**Tasks to carry out**:
[A] Answer the following questions using the Tiny Barbarian review:
(i) What kind of attack does the game combine with its usual platforming?
(ii) Which work by Robert Howard does the game's art direction successfully capture?
(iii) What is the first form of the boss brothers?
[B] Print the passage of the Tiny Barbarian review starting at "As the boss" and ending at "on the right.".

**Text excerpt**:
● ● ● ● ● ● ●

Tiny Barbarian (2011)

Gameplay-wise you won’t find anything new or original in Tiny Barbarian, there’s just the usual platforming combined with a sword-swinging attack. What makes the game feel unique is the overall art direction, which successfully captures the moot of Robert Howard’s The Frost Giant’s Daughter. The rough, frozen, desolate landscape, the ephemeral beauty Conan is following, it’s all there.

The game is pretty short and once you’ve finished it you’ll probably never play it again, but playing it is definitely not wasted time. That said, I would like to see a much longer game done in that style and with more variety in level design and weaponry, thought one that is still trying for the same kind of atmosphere.

As the boss brothers are a bit different difficulty-wise than the rest (meaning at first try you probably die, and the second and so on, until you have his rhythm down pat), here’s a few hints to beat them. The first form are the two ice brothers. Once you know how, they are pretty easy. Alternately they fall down to cage you in and shoot at you, or they fall down where you stand. The second one is easy to avoid and get a few hits in, the first is easiest when standing next to the left one.

He shoots first high, so do nothing, then low, over which you have to jump without getting hit from the high shot from the ice giant on the right.

Next the left ice giant brother shoots high again, while the right brother shoots low. First avoid the shot from the right by doing nothing and then jump over the shot from the left brother. If you want to see it in action, here’s a playthrough (not from me) of the game where you can see that method in practice.

● ● ● ● ● ● ●

Dataset entries
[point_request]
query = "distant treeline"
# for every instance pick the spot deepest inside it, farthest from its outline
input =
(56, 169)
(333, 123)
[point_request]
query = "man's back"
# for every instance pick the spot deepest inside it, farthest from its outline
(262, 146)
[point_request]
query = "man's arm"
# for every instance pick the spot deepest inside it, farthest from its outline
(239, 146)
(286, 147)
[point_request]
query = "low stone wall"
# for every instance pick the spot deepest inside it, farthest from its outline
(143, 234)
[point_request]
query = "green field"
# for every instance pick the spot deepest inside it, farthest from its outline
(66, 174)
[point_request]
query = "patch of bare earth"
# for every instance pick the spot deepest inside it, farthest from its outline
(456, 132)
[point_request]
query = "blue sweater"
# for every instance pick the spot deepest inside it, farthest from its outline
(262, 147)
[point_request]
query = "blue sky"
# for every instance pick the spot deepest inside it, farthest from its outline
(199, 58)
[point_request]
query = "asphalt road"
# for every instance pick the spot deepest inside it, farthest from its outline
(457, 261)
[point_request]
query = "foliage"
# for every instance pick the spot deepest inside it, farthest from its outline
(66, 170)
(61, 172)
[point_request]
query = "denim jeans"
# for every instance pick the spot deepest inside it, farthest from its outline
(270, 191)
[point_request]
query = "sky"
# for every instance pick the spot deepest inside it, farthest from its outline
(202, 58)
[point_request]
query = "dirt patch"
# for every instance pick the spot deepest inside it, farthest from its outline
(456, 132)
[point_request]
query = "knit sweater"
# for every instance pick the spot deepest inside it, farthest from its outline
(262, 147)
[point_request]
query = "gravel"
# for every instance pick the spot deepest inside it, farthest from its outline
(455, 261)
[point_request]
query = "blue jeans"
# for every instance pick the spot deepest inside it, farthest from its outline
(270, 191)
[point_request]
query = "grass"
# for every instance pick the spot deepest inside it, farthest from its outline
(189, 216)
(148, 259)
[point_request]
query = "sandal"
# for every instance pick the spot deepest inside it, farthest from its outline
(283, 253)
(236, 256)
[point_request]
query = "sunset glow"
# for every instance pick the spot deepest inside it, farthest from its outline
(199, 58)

● ● ● ● ● ● ●

**Expected outputs**:
[A]
(i) A sword-swinging attack.
(ii) The Frost Giant's Daughter.
(iii) The two ice brothers.

[B]
As the boss brothers are a bit different difficulty-wise than the rest (meaning at first try you probably die, and the second and so on, until you have his rhythm down pat), here’s a few hints to beat them. The first form are the two ice brothers. Once you know how, they are pretty easy. Alternately they fall down to cage you in and shoot at you, or they fall down where you stand. The second one is easy to avoid and get a few hits in, the first is easiest when standing next to the left one.

He shoots first high, so do nothing, then low, over which you have to jump without getting hit from the high shot from the ice giant on the right.